* _SOURCE PASSAGE_
● ● ● ● ● ● ●

A price term is not necessarily indefinite because the agreement fails to specify a dollar figure, or leaves fixing the amount for the future, or contains no computational formula. Where at the time of agreement the parties have manifested their intent to be bound, a price term may be sufficiently definite if the amount can be determined objectively without the need for new expressions by the parties; a method for reducing uncertainty to certainty might, for example, be found within the agreement or ascertained by reference to an extrinsic event, commercial practice or trade usage. A price so arrived at would have been the end product of agreement between the parties themselves.

Facts:

The receivership agreement and the lease agreement gave the plaintiff nursing home receiver an option to purchase the nursing home at a price determined by the state health department in accordance with the New York Public Health Law and the health department's applicable regulations. The plaintiff receiver exercised the option. The health department supplied a computation of the purchase price, which it stated was the Medicaid allowable transfer price. The defendant nursing home lessor, however, refused, stating that it had no intention of selling the facility in question at a price to be established by the Department in accordance with the Public Health Law as it was presently constituted. According to the defendant, the transfer price established by the provisions was confiscatory in that it bore no relation to market value or any other reasonable criteria of true value for the facility. Plaintiff receiver filed an action for specific performance. The trial court dismissed plaintiff receiver’s suit on the ground that the option was void for indefiniteness. The appellate court affirmed. Plaintiff receiver challenged the decision. 

Issue:

Was the option void for indefiniteness, thereby warranting the decision against the plaintiff receiver? 

Answer:

No.

Conclusion:

On appeal, the court held that the price term was sufficiently definite, and thus, the option was enforceable. According to the court, where at the time of agreement, the parties manifested their intent to be bound, a price term was sufficiently definite if the amount could be determined objectively without the need for new expressions by the parties. Here, the option manifested the parties' intent that the price was to be fixed by the health department, itself providing an objective standard without the need for further expressions by the parties. Further, the health department's regulations provided a means of fixing a purchase price. Accordingly, the court reversed the order of the appellate court and granted judgment in the plaintiff receiver's favor.

● ● ● ● ● ● ●

* _WORK ORDER 1_
In the case summary, what reason did the trial court give for dismissing the plaintiff receiver's suit?
* _WORK ORDER 2_
Reproduce the case summary word for word, everything from "Was the option" down to "plaintiff receiver's favor.".

* _DATA RECORDS_
● ● ● ● ● ● ●

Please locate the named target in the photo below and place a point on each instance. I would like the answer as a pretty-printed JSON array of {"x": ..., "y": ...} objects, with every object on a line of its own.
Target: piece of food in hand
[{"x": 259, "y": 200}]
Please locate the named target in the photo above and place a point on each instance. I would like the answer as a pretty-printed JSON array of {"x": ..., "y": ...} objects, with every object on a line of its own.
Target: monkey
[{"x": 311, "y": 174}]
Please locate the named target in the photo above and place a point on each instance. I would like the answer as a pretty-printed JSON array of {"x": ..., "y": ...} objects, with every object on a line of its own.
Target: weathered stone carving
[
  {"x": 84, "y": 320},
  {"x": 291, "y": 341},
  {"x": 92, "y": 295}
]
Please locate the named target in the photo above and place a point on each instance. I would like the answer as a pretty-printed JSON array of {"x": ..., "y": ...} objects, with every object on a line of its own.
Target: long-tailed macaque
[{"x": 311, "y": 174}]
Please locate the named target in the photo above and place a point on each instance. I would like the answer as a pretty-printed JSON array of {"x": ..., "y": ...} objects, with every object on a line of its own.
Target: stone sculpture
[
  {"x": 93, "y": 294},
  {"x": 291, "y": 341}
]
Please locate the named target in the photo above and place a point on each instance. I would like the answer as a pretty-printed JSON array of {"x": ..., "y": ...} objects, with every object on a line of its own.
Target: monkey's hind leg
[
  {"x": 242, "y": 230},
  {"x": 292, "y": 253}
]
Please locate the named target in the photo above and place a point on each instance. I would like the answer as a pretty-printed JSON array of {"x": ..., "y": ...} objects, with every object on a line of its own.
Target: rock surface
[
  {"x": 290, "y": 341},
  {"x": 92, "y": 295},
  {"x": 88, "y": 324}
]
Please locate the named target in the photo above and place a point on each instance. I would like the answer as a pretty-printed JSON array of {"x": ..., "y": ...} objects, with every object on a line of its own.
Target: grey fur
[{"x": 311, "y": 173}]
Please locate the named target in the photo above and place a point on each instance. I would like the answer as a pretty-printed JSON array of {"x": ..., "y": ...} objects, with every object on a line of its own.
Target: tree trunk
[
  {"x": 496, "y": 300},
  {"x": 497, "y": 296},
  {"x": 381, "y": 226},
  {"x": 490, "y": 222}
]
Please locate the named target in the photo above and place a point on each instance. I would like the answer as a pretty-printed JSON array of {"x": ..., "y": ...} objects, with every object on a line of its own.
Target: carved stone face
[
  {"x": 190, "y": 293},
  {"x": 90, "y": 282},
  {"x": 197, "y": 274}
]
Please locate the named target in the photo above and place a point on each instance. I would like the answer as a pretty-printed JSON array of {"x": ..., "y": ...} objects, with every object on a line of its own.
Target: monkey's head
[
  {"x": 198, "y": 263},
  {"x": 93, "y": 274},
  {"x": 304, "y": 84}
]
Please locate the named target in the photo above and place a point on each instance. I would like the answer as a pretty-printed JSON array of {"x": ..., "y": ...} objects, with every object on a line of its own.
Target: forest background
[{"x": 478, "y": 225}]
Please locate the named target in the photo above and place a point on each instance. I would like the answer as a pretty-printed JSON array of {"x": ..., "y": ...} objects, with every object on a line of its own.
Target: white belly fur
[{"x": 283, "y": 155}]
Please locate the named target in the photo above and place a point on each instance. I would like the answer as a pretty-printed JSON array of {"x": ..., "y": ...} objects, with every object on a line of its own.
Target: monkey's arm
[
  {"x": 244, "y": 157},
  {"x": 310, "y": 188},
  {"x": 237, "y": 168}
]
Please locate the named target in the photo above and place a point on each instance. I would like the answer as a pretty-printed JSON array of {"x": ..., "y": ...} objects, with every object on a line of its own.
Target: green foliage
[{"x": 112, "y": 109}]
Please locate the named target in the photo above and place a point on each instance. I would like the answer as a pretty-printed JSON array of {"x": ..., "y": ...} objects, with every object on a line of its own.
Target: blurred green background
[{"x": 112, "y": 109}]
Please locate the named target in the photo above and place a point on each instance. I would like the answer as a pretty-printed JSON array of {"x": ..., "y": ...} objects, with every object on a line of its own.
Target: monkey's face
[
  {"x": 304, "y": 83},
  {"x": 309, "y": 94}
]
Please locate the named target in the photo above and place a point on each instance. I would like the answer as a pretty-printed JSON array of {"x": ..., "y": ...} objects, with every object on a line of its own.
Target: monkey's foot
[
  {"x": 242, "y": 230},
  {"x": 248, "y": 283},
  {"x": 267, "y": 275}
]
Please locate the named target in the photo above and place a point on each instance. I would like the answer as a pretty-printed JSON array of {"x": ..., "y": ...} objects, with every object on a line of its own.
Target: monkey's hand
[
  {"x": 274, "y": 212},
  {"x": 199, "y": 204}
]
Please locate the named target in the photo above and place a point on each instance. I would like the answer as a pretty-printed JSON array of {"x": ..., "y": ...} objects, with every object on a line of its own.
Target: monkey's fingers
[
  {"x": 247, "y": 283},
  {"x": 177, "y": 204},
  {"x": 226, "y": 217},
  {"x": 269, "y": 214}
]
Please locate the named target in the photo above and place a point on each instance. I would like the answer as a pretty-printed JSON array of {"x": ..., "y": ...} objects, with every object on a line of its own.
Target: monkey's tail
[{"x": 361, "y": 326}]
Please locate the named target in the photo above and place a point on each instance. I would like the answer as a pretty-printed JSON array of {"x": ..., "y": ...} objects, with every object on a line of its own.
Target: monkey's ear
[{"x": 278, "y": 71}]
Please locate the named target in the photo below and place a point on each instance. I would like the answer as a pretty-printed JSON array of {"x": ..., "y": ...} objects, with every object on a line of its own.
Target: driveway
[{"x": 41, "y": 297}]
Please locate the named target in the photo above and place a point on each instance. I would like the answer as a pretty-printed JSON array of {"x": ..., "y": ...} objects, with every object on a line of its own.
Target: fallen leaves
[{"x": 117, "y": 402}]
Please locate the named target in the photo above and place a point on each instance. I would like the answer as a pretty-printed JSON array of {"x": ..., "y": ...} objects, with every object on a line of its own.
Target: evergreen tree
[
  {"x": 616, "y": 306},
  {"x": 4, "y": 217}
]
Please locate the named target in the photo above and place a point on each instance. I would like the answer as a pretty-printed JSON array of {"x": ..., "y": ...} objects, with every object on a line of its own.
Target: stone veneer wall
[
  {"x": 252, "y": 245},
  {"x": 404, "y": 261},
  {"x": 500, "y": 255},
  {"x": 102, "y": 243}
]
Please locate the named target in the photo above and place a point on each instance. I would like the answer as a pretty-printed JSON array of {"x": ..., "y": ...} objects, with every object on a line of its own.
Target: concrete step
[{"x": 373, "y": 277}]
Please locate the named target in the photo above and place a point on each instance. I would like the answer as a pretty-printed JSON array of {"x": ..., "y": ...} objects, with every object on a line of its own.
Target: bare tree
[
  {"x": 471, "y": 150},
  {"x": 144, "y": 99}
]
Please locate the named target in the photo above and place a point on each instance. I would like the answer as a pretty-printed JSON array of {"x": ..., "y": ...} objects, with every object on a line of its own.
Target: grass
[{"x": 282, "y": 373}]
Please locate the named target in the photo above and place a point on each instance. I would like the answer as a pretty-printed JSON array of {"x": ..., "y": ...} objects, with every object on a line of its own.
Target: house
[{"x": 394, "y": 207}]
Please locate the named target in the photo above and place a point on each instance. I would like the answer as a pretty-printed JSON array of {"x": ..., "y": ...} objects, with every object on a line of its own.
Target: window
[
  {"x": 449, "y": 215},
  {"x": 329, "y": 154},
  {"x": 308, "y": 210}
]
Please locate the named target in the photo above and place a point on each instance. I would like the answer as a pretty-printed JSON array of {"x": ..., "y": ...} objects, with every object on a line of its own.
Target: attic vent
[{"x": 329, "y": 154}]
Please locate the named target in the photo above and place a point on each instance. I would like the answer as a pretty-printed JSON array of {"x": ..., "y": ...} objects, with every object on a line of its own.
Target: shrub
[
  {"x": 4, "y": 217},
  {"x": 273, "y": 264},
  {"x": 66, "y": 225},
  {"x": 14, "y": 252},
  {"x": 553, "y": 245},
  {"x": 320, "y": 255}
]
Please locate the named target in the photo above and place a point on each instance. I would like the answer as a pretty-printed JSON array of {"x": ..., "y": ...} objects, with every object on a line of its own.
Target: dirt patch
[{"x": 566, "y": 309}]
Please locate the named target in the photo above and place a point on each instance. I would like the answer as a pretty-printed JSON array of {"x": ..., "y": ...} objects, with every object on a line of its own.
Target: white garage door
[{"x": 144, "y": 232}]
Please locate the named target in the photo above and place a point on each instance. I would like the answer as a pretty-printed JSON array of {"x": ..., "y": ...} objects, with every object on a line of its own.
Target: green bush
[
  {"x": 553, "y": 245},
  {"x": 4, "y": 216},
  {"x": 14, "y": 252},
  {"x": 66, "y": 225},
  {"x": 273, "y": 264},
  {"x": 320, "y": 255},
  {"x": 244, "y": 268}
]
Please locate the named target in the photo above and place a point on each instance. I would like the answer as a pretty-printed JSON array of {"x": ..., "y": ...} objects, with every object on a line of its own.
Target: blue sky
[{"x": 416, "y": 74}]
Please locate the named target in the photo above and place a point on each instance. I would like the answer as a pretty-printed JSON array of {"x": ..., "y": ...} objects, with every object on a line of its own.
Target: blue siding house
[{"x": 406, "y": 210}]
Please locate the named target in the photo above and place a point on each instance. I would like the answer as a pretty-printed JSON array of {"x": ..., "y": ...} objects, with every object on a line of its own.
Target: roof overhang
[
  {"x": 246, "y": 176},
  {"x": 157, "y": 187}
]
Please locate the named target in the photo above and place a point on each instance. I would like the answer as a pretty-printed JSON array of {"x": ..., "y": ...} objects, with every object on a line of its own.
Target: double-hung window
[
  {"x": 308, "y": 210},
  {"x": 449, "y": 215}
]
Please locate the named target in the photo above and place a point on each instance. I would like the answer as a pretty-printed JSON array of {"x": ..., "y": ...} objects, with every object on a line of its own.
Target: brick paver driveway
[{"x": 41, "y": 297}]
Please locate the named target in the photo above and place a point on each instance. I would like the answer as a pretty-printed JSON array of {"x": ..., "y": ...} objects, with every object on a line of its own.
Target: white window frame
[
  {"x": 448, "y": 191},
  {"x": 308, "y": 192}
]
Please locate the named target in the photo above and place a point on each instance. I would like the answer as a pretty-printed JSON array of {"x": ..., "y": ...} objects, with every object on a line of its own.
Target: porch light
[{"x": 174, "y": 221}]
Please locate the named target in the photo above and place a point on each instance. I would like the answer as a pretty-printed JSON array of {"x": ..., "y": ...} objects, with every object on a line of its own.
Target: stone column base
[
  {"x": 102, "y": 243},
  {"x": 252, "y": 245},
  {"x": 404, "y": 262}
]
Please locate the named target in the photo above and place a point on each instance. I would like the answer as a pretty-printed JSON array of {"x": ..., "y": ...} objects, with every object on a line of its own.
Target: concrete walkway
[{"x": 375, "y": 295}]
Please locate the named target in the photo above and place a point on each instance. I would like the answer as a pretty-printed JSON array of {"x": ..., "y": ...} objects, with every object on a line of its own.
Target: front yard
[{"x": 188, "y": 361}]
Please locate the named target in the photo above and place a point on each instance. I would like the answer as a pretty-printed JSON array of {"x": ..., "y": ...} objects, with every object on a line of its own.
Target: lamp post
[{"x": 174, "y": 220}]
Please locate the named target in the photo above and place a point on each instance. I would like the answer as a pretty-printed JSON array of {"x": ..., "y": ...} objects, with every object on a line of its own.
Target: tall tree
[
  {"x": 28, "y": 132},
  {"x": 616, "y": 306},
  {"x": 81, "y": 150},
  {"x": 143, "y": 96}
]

● ● ● ● ● ● ●

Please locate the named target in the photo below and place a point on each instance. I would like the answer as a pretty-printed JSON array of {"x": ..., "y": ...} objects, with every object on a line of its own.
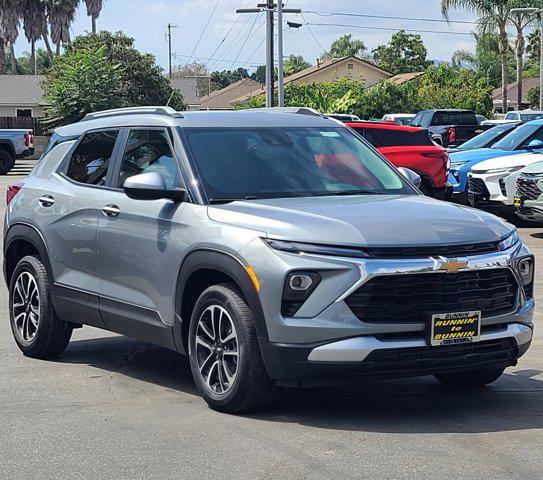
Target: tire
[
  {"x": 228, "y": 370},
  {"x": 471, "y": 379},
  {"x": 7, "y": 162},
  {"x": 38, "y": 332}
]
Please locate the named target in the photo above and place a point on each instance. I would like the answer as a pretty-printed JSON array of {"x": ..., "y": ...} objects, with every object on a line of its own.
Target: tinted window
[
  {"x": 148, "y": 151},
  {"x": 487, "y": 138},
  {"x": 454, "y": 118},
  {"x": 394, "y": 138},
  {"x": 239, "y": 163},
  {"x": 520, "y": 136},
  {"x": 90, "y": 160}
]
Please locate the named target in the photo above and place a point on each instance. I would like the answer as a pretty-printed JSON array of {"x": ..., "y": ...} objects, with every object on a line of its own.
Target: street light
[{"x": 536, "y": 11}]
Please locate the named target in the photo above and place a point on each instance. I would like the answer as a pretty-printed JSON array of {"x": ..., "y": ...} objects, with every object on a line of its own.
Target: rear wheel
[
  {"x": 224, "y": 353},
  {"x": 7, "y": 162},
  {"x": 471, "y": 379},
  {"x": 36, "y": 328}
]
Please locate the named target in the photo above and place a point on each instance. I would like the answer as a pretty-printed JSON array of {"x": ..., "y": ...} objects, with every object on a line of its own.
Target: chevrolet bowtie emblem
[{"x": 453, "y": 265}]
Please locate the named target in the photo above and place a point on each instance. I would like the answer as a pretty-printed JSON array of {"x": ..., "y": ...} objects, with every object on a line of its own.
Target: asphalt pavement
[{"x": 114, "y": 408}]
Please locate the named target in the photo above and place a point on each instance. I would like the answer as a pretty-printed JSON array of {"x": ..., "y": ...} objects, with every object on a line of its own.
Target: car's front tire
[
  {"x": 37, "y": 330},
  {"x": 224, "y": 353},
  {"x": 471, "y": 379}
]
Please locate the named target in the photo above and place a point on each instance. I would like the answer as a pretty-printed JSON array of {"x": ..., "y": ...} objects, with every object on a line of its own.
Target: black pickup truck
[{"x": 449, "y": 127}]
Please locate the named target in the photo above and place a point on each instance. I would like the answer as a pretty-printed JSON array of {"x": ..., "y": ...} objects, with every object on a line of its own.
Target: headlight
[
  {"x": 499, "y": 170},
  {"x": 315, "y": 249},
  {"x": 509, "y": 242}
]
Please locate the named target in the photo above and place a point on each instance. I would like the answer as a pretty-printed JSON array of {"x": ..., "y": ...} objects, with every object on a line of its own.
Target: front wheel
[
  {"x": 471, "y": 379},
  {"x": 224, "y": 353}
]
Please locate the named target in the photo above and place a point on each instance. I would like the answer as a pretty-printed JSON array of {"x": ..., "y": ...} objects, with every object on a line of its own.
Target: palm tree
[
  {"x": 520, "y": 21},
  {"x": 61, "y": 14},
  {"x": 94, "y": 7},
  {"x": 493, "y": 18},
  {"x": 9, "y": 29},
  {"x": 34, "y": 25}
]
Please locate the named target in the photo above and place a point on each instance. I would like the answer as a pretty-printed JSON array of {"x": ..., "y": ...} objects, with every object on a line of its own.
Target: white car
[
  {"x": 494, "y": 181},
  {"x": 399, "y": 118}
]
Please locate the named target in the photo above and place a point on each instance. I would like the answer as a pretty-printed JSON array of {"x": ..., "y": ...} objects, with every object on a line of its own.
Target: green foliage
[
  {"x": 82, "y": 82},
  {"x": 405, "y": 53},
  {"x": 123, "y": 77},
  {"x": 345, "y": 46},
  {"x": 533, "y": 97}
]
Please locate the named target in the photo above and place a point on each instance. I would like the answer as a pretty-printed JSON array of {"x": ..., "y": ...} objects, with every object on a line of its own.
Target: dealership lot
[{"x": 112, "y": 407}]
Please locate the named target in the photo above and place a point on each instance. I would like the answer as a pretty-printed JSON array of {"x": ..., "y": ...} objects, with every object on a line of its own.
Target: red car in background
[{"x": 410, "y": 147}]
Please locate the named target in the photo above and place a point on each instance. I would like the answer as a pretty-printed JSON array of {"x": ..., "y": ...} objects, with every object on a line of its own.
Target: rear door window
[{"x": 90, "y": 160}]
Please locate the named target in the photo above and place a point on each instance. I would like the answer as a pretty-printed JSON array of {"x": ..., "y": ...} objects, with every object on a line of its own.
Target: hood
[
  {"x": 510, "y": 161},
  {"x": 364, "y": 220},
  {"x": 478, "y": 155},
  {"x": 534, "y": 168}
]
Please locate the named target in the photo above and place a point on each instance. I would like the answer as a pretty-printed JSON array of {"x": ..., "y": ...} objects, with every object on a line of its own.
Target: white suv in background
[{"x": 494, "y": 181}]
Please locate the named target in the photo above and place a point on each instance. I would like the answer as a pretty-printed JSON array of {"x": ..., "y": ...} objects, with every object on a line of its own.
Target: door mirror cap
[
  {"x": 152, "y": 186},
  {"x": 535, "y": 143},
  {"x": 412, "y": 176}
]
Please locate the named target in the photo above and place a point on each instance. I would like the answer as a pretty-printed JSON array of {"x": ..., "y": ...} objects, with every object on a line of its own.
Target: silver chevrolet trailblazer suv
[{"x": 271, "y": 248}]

● ● ● ● ● ● ●

* _ANSWER SPACE 1_
It held that the option was void for indefiniteness.

* _ANSWER SPACE 2_
Was the option void for indefiniteness, thereby warranting the decision against the plaintiff receiver? 

Answer:

No.

Conclusion:

On appeal, the court held that the price term was sufficiently definite, and thus, the option was enforceable. According to the court, where at the time of agreement, the parties manifested their intent to be bound, a price term was sufficiently definite if the amount could be determined objectively without the need for new expressions by the parties. Here, the option manifested the parties' intent that the price was to be fixed by the health department, itself providing an objective standard without the need for further expressions by the parties. Further, the health department's regulations provided a means of fixing a purchase price. Accordingly, the court reversed the order of the appellate court and granted judgment in the plaintiff receiver's favor.